The Russian Knights () is an aerobatic demonstration team of the Russian Air Force. Originally formed on April 5, 1991 at the Kubinka Air Base as a team of six Sukhoi Su-27s, the team was the first to perform outside the Soviet Union in September 1991 when they toured the United Kingdom. On December 12, 1995, disaster struck as three team jets flew in-formation into a mountainside near Cam Ranh, Vietnam during approach while en route to home from a Malaysian airshow during adverse weather conditions. The team now performs with eight Su-30SM.

History

The team is based at Kubinka AFB. Kubinka is a major base of the Russian Air Force in the Moscow region.

## GIVEN INFORMATION
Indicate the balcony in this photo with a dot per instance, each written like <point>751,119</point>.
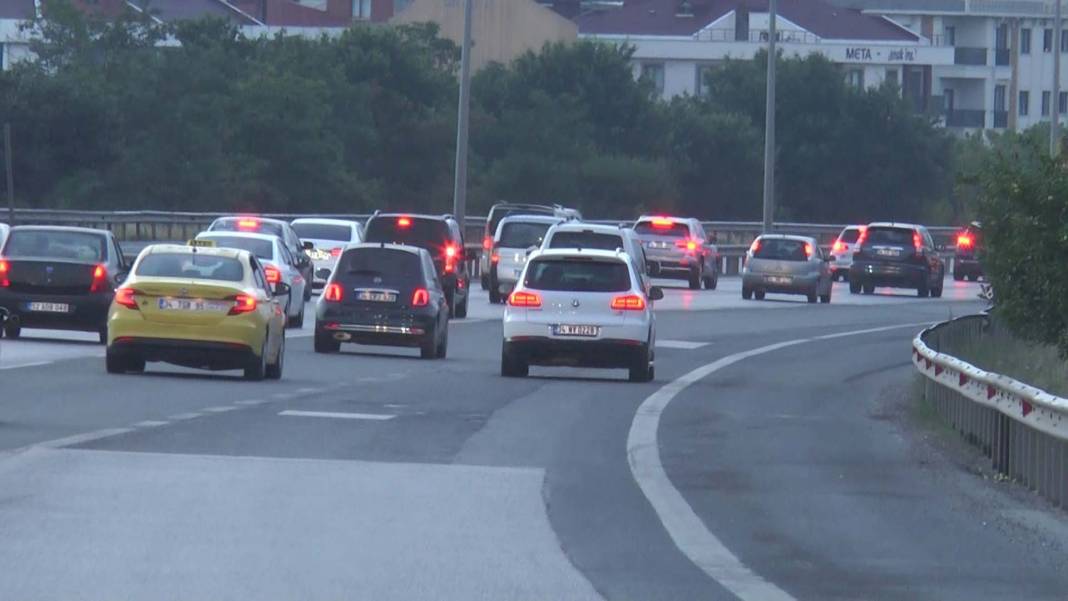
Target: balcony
<point>966,117</point>
<point>964,56</point>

## EXERCISE REQUIREMENTS
**1.** Answer these questions from the Russian Knights text.
(a) On what date was the team originally formed?
(b) Near what place did three team jets fly into a mountainside in December 1995?
(c) In which region of Russia is Kubinka located?
**2.** Reproduce the portion of the Russian Knights text starting with "The Russian Knights" and going on through "with eight Su-30SM.".

## IN RESPONSE
**1.**
(a) April 5, 1991
(b) Near Cam Ranh, Vietnam
(c) The Moscow region

**2.**
The Russian Knights () is an aerobatic demonstration team of the Russian Air Force. Originally formed on April 5, 1991 at the Kubinka Air Base as a team of six Sukhoi Su-27s, the team was the first to perform outside the Soviet Union in September 1991 when they toured the United Kingdom. On December 12, 1995, disaster struck as three team jets flew in-formation into a mountainside near Cam Ranh, Vietnam during approach while en route to home from a Malaysian airshow during adverse weather conditions. The team now performs with eight Su-30SM.